EXERCISE BRIEF ▸
Exact copy, no pictures: return only the lines below from the line with "3. Where in the following" up to and including the line with "3. Where in the image above is the shirt".

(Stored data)
• • •

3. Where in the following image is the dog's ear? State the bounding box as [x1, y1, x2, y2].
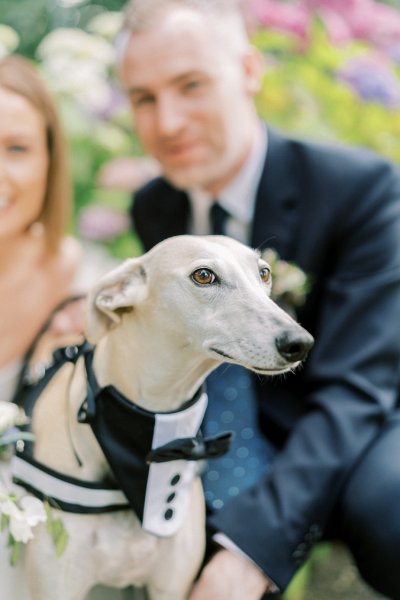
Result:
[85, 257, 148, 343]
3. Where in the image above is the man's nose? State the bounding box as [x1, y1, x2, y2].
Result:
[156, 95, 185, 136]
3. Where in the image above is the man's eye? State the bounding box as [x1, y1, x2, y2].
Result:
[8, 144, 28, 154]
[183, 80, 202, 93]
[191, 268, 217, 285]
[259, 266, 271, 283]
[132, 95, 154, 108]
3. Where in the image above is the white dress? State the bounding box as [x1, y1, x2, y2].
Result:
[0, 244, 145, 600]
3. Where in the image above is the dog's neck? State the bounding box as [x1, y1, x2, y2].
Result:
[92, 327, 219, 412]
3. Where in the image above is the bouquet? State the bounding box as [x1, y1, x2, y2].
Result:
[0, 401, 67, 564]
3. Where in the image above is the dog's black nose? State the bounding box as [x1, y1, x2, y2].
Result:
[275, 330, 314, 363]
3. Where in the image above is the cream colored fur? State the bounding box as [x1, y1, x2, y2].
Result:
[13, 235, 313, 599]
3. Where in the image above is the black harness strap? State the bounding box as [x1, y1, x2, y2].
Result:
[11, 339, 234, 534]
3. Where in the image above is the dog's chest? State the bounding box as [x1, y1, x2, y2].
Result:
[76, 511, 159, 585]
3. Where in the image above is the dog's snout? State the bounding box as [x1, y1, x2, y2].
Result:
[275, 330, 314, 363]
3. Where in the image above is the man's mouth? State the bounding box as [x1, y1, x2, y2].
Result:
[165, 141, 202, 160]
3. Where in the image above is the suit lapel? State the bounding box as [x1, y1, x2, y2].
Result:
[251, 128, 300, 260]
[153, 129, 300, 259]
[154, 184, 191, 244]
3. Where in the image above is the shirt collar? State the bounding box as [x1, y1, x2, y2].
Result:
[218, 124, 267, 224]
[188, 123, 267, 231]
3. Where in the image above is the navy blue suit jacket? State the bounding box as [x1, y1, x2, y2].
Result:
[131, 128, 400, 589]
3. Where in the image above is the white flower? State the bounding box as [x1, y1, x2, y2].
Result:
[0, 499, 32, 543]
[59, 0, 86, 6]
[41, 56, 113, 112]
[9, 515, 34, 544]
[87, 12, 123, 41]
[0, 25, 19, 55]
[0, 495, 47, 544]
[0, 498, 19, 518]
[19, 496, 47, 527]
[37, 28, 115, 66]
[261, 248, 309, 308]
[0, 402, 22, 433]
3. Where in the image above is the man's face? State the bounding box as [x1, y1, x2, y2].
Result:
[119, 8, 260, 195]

• • •

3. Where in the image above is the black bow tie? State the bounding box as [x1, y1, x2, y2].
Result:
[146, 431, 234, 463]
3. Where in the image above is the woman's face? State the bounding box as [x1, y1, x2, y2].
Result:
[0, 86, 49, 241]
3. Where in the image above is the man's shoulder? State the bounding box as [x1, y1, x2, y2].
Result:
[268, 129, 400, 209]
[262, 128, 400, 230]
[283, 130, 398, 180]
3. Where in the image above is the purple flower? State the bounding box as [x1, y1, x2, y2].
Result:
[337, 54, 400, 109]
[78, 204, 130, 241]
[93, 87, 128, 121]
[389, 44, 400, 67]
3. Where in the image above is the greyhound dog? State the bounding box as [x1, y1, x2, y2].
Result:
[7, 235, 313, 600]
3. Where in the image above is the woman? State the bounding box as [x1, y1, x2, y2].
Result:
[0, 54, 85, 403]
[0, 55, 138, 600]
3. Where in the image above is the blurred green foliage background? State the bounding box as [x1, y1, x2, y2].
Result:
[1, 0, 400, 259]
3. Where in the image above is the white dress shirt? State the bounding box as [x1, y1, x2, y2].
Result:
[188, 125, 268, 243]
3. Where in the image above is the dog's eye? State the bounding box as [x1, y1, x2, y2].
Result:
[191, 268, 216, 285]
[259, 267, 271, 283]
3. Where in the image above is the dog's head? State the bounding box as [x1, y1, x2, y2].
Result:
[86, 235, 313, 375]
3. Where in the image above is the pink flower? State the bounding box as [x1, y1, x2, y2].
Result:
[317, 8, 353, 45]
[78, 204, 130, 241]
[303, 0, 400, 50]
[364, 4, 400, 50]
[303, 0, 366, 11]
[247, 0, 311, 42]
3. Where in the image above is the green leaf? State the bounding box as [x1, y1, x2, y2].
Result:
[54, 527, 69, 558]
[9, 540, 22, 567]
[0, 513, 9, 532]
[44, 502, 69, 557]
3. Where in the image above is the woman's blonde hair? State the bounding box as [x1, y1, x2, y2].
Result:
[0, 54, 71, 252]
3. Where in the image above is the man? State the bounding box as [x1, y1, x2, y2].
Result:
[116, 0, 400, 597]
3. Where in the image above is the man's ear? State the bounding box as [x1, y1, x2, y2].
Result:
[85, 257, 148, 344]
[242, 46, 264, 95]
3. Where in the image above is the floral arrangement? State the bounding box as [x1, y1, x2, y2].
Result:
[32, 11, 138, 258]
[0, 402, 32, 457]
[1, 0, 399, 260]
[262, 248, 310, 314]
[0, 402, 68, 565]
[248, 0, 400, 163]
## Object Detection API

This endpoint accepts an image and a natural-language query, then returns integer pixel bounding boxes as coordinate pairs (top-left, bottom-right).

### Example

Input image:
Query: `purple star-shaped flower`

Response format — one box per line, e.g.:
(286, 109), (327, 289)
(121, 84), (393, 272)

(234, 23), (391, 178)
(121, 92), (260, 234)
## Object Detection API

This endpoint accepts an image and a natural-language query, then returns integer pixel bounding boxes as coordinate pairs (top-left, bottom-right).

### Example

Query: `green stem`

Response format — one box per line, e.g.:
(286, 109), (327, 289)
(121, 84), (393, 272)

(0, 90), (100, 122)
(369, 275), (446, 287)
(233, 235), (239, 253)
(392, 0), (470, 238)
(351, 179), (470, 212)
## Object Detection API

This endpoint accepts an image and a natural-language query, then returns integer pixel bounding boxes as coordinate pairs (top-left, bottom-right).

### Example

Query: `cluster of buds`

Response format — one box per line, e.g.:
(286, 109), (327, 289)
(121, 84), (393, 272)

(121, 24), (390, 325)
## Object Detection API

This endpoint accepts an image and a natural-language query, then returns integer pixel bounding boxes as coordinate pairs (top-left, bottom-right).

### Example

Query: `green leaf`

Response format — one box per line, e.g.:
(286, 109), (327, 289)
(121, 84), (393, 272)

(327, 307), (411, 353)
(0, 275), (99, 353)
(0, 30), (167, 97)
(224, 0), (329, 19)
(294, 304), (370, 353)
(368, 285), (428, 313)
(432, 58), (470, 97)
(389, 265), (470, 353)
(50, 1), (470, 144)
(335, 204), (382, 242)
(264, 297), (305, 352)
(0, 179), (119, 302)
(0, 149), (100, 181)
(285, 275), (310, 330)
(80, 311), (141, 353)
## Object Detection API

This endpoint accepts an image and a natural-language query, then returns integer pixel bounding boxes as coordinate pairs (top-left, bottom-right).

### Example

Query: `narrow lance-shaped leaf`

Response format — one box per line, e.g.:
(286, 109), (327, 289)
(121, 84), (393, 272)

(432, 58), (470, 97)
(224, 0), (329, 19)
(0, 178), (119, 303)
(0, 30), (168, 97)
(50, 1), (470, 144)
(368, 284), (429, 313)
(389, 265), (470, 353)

• • •

REPLY TO THE EXERCISE ▸
3. Where in the following image is the dog's ear? State the bounding box as [x1, y1, x2, y2].
Result:
[85, 257, 148, 343]
3. Where in the image above is the man's nose? State the bounding box as [x1, y1, x2, y2].
Result:
[156, 95, 185, 136]
3. Where in the image above is the man's eye? State the bounding box as [x1, y1, x2, y2].
Result:
[8, 144, 28, 154]
[183, 80, 202, 93]
[191, 268, 217, 285]
[259, 266, 271, 283]
[132, 95, 154, 108]
3. Where in the image above is the white dress? State the bounding box as [x1, y1, x2, y2].
Result:
[0, 244, 145, 600]
3. Where in the image above is the dog's neck? State the bounding box as [x1, y1, x2, y2].
Result:
[92, 327, 219, 412]
3. Where in the image above is the bouquet? State the bounding box as [x1, y1, x2, y2].
Result:
[0, 401, 67, 564]
3. Where in the image above is the dog's black nose? State the bounding box as [x1, y1, x2, y2].
Result:
[275, 330, 314, 363]
3. Where in the image above is the cream colored fur? State the bounding box as [x1, y1, x2, y2].
Result:
[13, 235, 313, 599]
3. Where in the image above is the black harness strap? State the bounding box as [x1, y1, x2, y2].
Result:
[11, 339, 234, 534]
3. Where in the image above is the dog's chest? State the bounding box as [x1, y1, x2, y2].
Result:
[76, 511, 159, 585]
3. Where in the image above is the dog's snout? State the bounding box as [x1, y1, x2, y2].
Result:
[275, 330, 314, 363]
3. Where in the image above is the man's mouth? State the bounding box as [x1, y1, x2, y2].
Result:
[165, 141, 202, 160]
3. Where in the image above is the suit lapel? State the bounding box as [x1, y1, x2, y2].
Result:
[251, 128, 300, 260]
[153, 129, 300, 259]
[154, 184, 191, 244]
3. Where in the image above is the shirt collar? State the bounding box as [x1, y1, x2, y2].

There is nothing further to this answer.